### [Given text]
# Locking Wall Covers



## ericnush (Oct 9, 2008)

****Post Deleted****


----------



## Sean (Oct 9, 2008)

ericnush said:


> Alrighty, here's my problem:
> 
> In my house, we have house lighting control panels in the walls near the front door. These used to have covers over them, but have cracked and snapped off. So we need something to replace them with. I'm kind of looking for an oversized thermostat covers, but needs to be about 14" long. I haven't been able to find anything like this. It just needs to cover it and be lockable. Any Ideas?
> 
> ...




Ummmm.... What kind of architectural control system do you have? Try asking the manufacturer. As for the audio stuff, if you can't find a cover, can you remove the box? Just having a 70v monitor system may be easier, though I suspect you're looking for low-budget here.

--Sean


----------



## Sayen (Oct 9, 2008)

I'd have to look at my Telex to remember, but can you just pull the control knob off? We did this at another theater on a generic system to stop actors from turning down the cue intercom.


----------



## ericnush (Oct 9, 2008)

****Post Deleted****


----------



## ruinexplorer (Oct 9, 2008)

I think custom built is the best option. You might even check with the woodworking teacher and see if the class might be able to build custom boxes as a project.


----------

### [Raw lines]
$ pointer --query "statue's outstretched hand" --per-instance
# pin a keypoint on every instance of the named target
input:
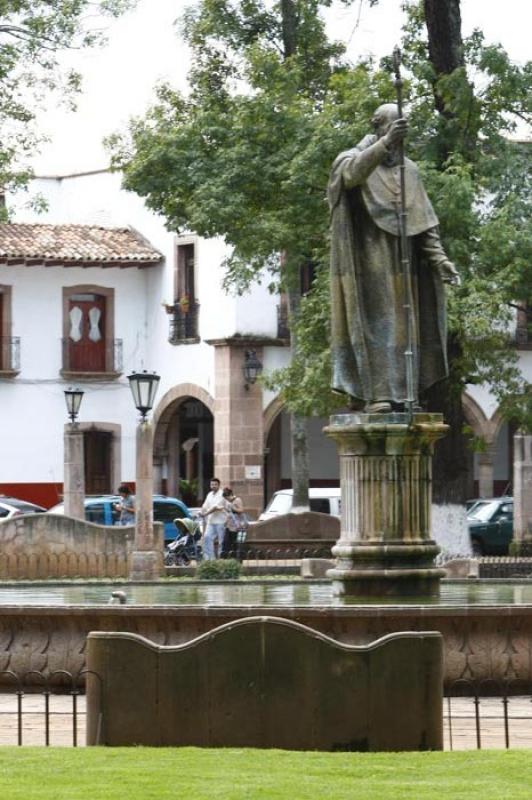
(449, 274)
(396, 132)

--

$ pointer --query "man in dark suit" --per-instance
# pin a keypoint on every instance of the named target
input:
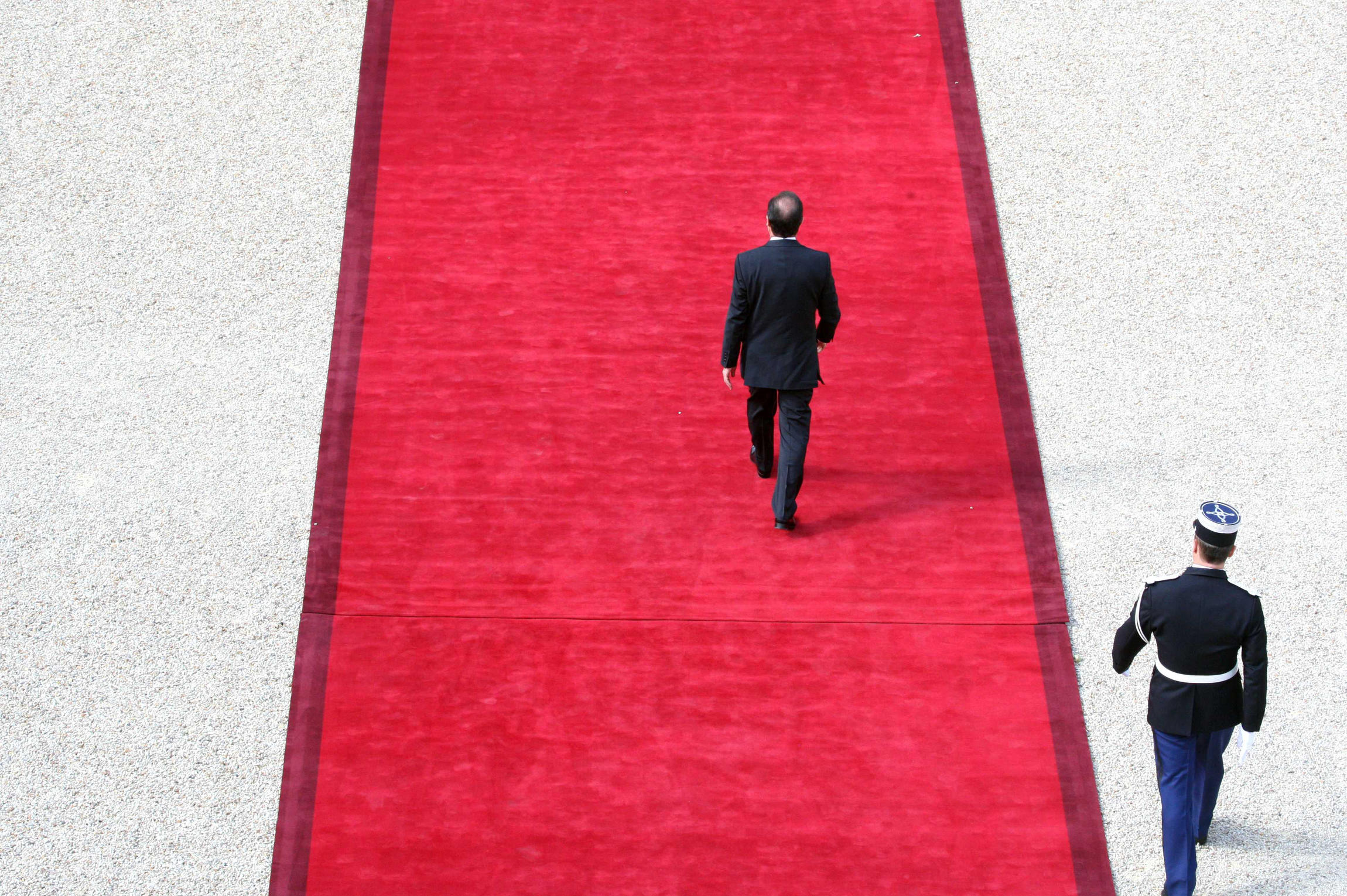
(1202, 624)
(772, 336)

* * *

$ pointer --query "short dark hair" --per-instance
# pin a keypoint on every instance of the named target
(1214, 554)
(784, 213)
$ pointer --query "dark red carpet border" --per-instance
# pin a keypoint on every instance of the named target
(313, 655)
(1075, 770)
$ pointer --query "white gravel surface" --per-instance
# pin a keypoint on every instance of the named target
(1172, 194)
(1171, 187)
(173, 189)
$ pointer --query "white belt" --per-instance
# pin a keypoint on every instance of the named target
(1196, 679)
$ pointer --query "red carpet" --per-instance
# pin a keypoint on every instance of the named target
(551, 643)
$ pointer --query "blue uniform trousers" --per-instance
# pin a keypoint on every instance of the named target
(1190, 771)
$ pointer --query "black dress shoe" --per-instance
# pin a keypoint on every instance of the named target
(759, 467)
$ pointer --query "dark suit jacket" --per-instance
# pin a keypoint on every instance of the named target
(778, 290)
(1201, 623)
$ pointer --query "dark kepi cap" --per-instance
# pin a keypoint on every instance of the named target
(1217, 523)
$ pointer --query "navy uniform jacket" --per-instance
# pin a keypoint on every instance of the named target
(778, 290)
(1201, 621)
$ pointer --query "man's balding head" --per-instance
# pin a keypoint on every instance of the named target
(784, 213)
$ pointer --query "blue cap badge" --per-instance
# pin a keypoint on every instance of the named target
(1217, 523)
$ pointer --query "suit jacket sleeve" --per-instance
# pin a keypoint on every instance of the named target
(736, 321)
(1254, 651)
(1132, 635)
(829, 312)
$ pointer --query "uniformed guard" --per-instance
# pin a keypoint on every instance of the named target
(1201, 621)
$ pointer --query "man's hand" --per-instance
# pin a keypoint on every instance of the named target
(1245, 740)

### [Instruction]
Quote the wall cover thread word for word, from "Ummmm.... What kind" to "the cue intercom.".

### [Complete answer]
Ummmm.... What kind of architectural control system do you have? Try asking the manufacturer. As for the audio stuff, if you can't find a cover, can you remove the box? Just having a 70v monitor system may be easier, though I suspect you're looking for low-budget here.

--Sean


----------



## Sayen (Oct 9, 2008)

I'd have to look at my Telex to remember, but can you just pull the control knob off? We did this at another theater on a generic system to stop actors from turning down the cue intercom.